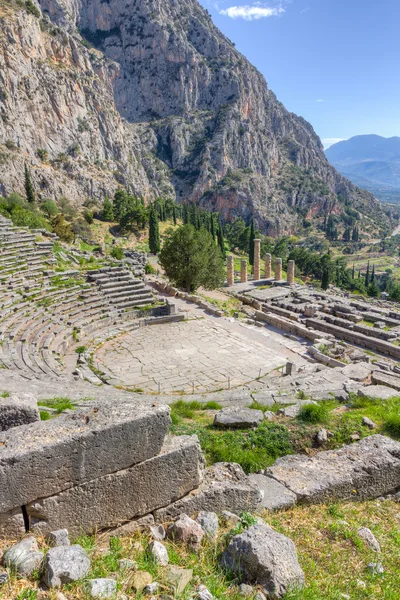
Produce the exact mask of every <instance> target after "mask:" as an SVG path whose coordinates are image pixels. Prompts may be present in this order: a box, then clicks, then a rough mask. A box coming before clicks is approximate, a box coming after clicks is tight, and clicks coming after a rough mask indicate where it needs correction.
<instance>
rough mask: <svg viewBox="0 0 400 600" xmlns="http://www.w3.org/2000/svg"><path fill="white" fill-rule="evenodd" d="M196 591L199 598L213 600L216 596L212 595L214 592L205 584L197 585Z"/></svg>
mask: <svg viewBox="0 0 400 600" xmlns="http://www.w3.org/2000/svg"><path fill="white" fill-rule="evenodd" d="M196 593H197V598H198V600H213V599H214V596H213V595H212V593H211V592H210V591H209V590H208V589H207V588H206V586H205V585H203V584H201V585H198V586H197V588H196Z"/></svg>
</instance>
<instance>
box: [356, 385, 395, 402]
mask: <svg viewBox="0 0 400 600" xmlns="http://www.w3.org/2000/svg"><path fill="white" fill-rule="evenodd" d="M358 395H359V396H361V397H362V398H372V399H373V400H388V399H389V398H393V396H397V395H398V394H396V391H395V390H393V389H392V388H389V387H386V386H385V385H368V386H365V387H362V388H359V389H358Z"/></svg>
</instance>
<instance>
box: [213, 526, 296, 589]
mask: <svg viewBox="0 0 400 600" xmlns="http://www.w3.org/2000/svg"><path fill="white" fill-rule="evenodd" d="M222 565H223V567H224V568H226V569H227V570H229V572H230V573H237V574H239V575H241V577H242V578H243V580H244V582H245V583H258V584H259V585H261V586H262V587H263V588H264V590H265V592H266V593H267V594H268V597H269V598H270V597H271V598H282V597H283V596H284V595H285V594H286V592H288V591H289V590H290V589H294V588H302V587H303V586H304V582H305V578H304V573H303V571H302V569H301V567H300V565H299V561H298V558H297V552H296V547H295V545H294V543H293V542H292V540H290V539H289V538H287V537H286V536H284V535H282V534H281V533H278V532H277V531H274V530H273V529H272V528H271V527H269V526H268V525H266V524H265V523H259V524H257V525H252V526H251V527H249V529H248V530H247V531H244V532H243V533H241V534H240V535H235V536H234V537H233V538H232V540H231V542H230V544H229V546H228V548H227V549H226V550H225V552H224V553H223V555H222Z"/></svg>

---

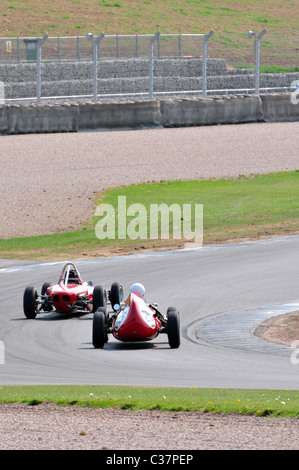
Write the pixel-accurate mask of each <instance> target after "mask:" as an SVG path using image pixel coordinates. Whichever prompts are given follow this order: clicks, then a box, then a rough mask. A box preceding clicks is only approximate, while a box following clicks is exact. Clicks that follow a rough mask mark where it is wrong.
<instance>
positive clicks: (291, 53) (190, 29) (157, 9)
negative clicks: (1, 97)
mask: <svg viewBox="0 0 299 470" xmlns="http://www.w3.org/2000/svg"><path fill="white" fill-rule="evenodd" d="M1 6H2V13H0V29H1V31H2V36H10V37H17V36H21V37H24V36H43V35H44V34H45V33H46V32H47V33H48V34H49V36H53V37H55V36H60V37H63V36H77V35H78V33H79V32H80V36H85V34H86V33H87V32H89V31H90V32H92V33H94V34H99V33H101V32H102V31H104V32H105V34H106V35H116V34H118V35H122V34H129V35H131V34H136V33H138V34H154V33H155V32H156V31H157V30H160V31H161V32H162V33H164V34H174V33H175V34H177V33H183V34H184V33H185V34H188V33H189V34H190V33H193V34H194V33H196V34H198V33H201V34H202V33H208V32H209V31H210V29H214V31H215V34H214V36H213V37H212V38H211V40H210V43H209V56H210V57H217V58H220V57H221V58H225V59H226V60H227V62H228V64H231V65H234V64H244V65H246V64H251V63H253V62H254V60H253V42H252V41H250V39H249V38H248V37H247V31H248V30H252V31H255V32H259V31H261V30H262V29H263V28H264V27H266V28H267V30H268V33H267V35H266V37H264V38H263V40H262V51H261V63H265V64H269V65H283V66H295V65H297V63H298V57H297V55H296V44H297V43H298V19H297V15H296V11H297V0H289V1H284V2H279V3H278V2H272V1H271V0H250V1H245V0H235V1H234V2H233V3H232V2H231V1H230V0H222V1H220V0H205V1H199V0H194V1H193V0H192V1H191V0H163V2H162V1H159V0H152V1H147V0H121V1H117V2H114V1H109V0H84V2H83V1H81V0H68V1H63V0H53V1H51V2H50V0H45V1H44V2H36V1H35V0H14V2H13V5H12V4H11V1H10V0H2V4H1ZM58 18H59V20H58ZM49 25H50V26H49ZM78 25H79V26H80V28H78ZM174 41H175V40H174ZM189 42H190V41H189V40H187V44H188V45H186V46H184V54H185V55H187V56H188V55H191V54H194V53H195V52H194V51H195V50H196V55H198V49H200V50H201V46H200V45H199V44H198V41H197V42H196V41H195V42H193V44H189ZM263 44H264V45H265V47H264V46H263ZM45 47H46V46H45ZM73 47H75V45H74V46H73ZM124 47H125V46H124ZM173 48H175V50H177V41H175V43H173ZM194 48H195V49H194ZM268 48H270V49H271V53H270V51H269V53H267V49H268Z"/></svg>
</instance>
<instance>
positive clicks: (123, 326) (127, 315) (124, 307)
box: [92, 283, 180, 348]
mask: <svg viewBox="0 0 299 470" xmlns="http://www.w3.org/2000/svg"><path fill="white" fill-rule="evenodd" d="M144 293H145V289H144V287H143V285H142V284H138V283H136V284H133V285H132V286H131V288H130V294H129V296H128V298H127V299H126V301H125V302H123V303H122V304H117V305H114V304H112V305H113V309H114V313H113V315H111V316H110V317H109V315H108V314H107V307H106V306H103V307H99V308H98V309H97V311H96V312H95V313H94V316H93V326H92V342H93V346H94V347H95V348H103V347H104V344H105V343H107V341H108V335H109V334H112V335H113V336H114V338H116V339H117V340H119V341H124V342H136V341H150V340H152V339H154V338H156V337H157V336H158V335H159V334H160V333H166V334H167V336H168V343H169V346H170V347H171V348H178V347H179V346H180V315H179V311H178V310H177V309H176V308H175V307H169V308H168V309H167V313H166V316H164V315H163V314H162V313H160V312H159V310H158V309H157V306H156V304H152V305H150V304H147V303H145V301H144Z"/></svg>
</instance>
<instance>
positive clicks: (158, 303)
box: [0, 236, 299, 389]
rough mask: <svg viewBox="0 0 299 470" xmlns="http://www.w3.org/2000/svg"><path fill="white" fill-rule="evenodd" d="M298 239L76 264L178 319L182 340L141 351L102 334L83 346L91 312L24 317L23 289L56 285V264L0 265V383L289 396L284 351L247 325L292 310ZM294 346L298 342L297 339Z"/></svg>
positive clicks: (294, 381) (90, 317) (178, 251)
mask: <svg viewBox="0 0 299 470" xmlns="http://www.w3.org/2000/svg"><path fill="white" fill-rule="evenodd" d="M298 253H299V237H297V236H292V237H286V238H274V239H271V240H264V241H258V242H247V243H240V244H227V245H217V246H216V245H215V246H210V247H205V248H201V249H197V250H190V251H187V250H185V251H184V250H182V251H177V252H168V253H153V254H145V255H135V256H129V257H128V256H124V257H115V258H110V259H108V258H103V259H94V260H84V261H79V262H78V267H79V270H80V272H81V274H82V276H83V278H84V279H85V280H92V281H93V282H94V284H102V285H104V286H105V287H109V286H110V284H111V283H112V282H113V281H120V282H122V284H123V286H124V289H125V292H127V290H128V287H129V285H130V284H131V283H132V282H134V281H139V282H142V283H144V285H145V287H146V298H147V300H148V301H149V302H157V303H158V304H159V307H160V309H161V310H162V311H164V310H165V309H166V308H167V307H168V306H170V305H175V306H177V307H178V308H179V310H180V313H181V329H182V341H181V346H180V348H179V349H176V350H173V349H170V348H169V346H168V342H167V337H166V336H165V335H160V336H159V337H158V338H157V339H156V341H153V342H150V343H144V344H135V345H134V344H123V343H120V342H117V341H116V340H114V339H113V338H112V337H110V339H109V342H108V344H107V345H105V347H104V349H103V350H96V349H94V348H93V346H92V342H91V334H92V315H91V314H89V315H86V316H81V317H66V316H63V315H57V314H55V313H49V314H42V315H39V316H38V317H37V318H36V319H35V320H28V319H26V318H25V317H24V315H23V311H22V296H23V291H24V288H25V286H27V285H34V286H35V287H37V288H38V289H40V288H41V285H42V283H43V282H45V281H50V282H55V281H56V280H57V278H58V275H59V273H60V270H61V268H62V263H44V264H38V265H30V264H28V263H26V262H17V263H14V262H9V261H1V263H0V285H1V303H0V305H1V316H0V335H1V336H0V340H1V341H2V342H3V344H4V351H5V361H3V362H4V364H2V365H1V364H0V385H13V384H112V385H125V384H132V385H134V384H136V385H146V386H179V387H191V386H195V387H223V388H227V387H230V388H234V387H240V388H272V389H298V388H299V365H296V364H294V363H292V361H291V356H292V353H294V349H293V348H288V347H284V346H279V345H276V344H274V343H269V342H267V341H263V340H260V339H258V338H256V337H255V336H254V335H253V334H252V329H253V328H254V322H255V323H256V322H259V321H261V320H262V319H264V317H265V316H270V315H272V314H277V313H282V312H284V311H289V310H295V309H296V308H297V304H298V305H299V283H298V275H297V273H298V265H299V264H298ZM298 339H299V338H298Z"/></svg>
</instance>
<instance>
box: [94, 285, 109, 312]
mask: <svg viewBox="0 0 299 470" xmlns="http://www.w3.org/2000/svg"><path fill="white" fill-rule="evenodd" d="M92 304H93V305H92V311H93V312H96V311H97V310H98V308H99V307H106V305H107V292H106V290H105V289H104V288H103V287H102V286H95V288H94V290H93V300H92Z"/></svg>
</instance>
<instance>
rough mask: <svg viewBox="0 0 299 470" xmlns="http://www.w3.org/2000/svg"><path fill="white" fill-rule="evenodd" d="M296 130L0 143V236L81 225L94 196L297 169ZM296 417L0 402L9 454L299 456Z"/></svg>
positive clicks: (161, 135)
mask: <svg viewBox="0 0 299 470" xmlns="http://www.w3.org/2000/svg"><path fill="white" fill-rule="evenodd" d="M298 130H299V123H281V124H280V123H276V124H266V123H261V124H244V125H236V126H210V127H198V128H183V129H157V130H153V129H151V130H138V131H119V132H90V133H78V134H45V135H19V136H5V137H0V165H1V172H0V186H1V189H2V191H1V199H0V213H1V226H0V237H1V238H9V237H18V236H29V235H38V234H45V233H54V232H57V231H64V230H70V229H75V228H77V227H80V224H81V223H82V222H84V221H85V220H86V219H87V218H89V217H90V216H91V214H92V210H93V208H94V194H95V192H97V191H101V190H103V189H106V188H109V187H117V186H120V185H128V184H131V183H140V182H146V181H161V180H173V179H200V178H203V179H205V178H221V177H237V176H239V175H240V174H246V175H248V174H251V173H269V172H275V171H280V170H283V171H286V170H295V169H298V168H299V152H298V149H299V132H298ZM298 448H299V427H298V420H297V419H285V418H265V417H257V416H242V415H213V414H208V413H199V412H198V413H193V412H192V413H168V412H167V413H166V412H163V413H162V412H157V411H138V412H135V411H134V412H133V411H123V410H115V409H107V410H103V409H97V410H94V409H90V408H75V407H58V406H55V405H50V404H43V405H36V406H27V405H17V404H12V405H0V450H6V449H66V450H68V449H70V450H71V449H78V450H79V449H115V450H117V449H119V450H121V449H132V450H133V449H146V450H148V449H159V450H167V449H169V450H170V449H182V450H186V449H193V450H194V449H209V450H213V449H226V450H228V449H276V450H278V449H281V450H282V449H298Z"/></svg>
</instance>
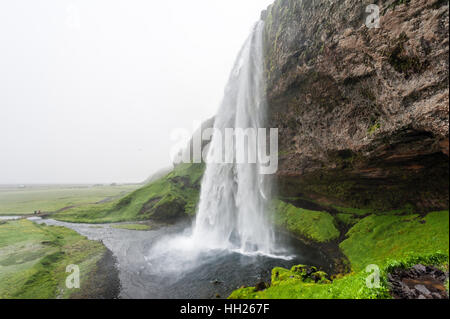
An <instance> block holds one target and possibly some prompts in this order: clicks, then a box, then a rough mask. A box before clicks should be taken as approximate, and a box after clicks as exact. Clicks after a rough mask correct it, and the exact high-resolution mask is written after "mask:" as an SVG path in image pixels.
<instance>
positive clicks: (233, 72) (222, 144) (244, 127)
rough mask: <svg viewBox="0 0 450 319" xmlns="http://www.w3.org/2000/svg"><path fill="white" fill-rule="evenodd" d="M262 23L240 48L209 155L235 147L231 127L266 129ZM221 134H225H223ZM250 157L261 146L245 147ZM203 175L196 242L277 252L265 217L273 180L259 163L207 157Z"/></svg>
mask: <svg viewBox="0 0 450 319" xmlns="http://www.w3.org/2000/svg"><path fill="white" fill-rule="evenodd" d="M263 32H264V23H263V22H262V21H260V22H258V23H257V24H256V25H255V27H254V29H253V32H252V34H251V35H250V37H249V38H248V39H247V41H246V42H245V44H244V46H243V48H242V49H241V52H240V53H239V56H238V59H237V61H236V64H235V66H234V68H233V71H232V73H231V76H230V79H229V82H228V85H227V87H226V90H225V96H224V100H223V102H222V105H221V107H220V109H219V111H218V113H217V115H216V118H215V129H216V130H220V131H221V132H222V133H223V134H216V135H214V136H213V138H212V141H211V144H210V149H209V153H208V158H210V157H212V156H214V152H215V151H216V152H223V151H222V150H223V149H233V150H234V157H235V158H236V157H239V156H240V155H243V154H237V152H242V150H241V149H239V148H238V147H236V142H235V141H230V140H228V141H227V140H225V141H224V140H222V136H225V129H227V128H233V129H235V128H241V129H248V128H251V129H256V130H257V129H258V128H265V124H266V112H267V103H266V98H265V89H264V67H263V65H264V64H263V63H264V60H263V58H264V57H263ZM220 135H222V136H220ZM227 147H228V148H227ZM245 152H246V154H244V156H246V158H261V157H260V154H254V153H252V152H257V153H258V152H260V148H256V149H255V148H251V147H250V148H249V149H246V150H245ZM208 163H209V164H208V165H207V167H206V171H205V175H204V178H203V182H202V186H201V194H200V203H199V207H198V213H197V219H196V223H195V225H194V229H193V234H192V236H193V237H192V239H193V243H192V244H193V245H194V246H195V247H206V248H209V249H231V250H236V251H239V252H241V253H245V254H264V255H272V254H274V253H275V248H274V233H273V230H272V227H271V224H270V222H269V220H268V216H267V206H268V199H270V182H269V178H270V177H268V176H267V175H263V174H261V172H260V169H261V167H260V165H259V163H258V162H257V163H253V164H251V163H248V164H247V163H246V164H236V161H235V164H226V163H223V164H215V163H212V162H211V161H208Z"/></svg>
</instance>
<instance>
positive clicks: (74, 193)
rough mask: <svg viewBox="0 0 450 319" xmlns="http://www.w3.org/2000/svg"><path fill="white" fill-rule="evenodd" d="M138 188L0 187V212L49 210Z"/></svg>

*WHAT THIS TASK INVOLVES:* Determine how many lines in the listing above contain the string "positive", treating uppercase and lowercase as different. Give only the number.

*ANSWER AREA:* 7